■ Available data ■

>>

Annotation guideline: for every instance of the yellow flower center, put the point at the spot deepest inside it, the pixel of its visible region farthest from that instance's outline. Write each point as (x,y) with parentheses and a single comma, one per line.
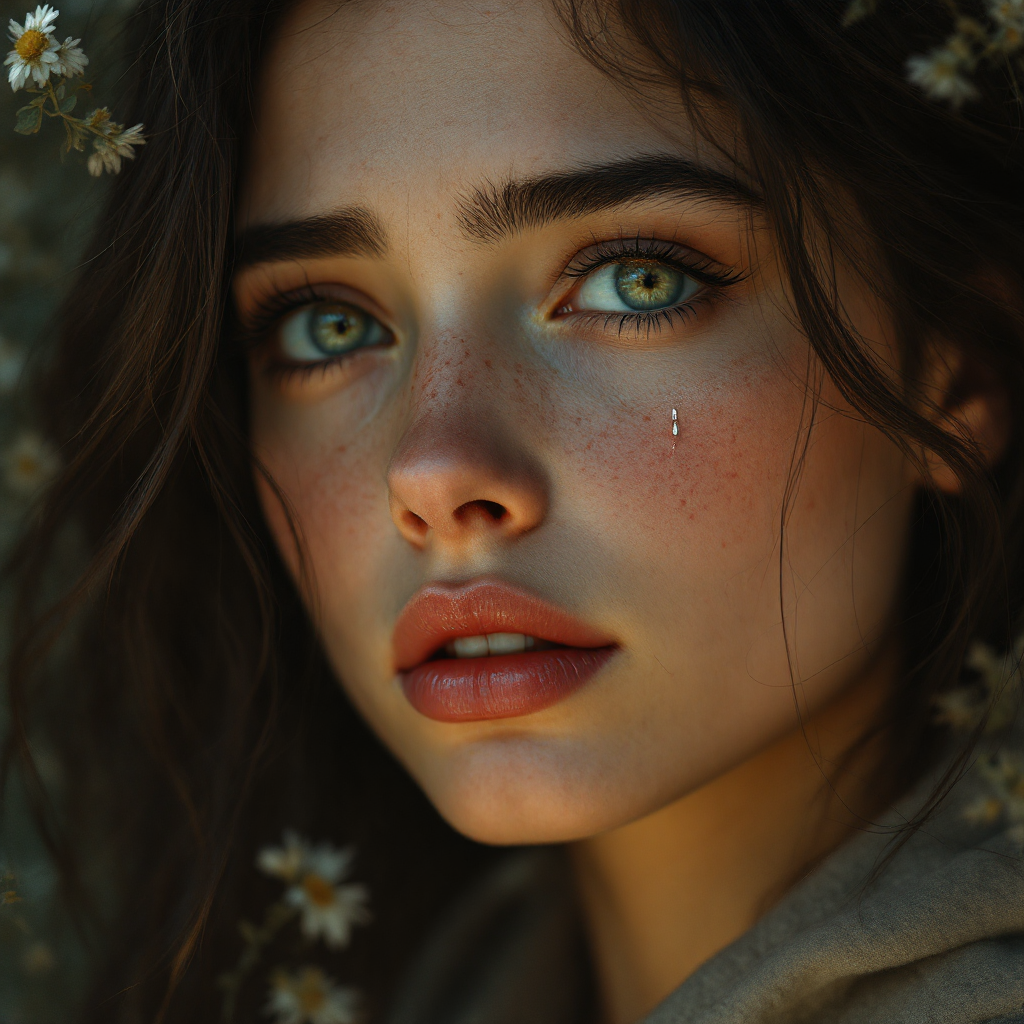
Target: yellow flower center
(32,45)
(321,893)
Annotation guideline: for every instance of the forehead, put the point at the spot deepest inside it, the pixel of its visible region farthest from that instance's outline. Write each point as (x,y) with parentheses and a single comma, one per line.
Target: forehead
(402,107)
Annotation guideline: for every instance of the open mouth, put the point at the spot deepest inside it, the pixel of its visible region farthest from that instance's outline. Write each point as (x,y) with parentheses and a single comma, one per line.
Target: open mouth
(454,668)
(488,644)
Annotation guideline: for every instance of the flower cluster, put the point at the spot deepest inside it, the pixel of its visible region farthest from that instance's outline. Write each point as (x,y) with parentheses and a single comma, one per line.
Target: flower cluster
(991,704)
(945,73)
(327,909)
(50,66)
(310,995)
(993,699)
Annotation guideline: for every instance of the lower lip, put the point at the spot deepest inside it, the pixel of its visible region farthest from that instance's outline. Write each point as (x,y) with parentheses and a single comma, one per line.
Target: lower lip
(473,689)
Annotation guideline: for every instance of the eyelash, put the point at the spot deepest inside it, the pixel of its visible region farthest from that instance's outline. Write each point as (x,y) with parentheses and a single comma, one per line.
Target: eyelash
(260,321)
(671,254)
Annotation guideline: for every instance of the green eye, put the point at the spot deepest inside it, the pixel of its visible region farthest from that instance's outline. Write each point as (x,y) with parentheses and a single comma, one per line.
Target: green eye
(635,287)
(328,330)
(648,286)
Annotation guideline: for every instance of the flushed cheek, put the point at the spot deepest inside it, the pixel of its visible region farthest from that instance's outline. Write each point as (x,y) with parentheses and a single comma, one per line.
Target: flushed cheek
(712,478)
(330,469)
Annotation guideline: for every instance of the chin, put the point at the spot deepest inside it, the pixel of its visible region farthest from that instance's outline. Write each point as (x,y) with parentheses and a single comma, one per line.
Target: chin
(524,791)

<<

■ Aim of the exercise ■
Set down exactly the lines that begin with the one containing "Target: flushed cheek" and end with the last line above, and no others.

■ Task response ■
Target: flushed cheek
(712,478)
(330,469)
Annotation guideline: for every instance of the chin, put the point at the spot deepest inside it, the pixel of its visible region farthest from that instance's outline. Write each point as (x,y) with parentheses and a single comma, one per line.
Target: chin
(524,791)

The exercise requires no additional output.